[Records from a collection]
◆ ◆ ◆ ◆
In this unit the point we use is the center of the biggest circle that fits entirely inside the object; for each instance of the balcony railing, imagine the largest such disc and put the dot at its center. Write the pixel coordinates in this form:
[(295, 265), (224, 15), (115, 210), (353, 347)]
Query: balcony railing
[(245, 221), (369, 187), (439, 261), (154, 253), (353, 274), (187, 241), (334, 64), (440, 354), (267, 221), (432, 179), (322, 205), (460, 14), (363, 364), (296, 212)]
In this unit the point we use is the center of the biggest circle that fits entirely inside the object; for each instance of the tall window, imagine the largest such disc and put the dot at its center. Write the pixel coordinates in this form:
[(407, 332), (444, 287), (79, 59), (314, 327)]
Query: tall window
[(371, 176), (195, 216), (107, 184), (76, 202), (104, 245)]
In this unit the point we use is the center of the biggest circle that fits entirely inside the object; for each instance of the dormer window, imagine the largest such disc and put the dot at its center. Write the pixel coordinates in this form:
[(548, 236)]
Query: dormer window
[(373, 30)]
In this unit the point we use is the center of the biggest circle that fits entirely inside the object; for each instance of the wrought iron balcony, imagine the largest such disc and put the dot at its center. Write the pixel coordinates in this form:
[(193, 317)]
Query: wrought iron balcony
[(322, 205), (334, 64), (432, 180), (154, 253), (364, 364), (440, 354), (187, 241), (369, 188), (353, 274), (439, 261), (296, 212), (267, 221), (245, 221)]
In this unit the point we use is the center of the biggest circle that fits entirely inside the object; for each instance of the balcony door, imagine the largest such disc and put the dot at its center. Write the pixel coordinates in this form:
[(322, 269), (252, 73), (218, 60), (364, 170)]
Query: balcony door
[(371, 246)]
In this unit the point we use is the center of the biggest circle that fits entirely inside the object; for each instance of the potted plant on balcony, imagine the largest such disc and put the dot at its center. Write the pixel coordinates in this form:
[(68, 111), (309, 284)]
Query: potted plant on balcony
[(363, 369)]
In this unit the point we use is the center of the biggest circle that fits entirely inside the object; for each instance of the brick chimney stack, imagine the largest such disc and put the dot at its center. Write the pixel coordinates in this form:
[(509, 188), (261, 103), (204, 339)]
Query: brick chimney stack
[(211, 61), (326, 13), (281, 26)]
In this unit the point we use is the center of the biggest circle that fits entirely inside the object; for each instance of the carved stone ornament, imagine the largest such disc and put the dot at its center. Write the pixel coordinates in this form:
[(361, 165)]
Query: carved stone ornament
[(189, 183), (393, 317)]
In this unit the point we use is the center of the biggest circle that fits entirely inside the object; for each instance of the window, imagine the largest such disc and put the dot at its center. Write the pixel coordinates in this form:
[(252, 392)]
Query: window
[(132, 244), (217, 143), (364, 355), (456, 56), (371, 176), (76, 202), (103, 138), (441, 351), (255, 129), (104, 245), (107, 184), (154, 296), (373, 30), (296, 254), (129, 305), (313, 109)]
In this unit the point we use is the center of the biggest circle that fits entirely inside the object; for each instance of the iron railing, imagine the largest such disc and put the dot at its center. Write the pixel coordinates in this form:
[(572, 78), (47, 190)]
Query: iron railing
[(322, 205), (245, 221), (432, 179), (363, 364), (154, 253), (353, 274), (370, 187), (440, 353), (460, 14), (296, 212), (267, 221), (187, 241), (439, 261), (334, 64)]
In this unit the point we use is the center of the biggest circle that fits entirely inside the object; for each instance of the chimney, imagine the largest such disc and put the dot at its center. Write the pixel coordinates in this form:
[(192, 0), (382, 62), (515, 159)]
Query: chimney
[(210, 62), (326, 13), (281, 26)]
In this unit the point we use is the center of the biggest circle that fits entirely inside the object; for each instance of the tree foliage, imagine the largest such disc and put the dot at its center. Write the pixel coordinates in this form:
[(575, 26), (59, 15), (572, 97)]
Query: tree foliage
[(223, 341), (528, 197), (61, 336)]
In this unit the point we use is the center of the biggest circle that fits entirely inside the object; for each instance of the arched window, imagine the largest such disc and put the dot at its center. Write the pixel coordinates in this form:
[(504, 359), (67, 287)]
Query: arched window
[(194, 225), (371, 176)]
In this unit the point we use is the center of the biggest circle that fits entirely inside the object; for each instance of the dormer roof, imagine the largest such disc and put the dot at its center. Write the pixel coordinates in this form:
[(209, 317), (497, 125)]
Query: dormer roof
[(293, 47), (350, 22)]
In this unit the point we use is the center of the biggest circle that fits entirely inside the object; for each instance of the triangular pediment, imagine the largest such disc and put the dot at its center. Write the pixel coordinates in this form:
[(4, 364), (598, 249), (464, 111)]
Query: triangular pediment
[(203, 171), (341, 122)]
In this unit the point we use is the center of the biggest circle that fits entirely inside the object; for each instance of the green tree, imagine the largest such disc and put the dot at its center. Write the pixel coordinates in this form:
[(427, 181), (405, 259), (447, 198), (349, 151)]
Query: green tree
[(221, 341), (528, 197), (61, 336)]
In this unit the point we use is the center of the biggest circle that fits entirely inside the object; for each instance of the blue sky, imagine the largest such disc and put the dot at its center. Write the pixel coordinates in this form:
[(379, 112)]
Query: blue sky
◆ ◆ ◆ ◆
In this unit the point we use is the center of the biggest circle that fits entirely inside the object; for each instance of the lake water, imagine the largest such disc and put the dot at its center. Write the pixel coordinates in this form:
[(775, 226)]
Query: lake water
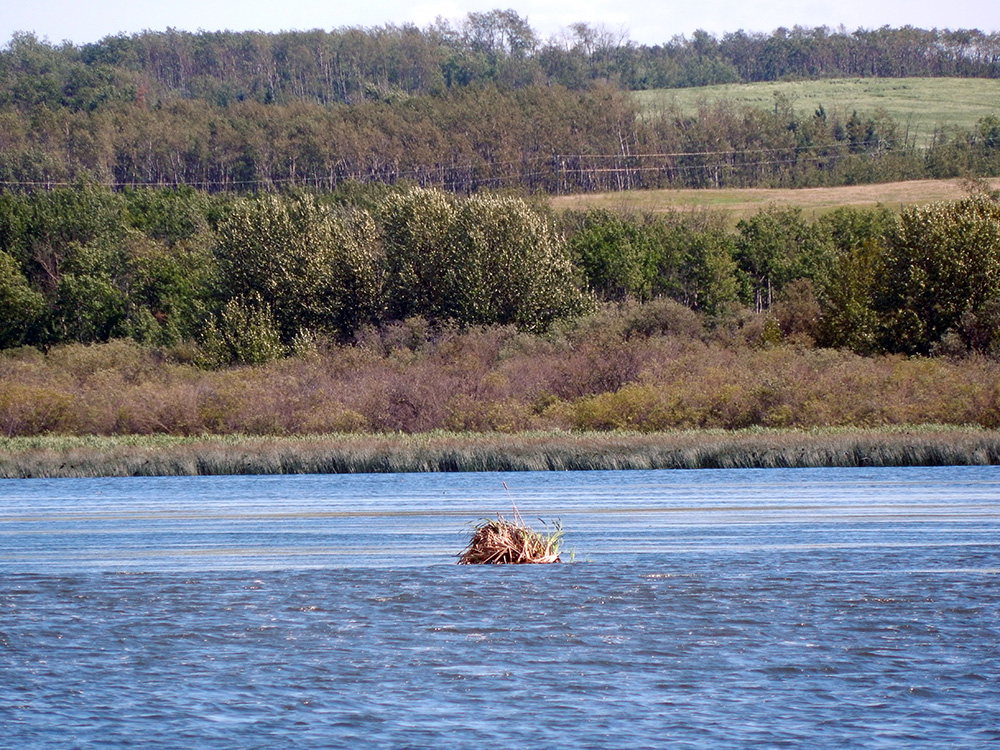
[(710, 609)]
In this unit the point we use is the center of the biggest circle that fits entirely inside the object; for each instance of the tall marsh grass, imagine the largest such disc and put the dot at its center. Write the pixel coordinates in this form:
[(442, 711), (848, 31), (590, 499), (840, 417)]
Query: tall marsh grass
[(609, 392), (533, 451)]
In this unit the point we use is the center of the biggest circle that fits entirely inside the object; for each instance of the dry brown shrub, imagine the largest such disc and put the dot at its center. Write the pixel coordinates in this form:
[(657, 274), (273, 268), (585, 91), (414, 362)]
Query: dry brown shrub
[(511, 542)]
◆ ◆ ◆ ◆
Rewrite the data from the line containing "balcony railing, imagine" through the line containing "[(373, 30)]", both included, keeping every line, requests too. Offset each answer coordinate by adding 7 to it, and leave all other numbers unchanged.

§ Correct response:
In this unit the point we use is the center of the biggest circle that fits entirely inside the object; for each instance of the balcony railing, imagine the largest such disc and put the dot at its center. Write the pixel coordinates in this form:
[(295, 265), (224, 15), (115, 210), (353, 347)]
Query: balcony railing
[(252, 228), (376, 194), (446, 268), (161, 260), (360, 281), (194, 248), (341, 71), (447, 361), (274, 228), (439, 186), (329, 212), (467, 21), (370, 371), (303, 219)]
In this unit the point we use is the center of the biggest circle that fits entirely inside the object; for each instance of the tall window, imagine the largest such disc and put the dot at its center. Write the pixel coordinates in this form:
[(407, 332), (444, 287), (79, 59), (314, 327)]
Query: tall window
[(378, 183), (202, 223), (114, 191), (83, 209), (111, 252)]
In this unit the point we use is the center of the biggest circle that fits entirely inside the object; for each instance of the dormer window, imagine the largest such disc and put the dot at its center. Write the pixel coordinates in this form:
[(548, 236)]
Query: dormer window
[(380, 37)]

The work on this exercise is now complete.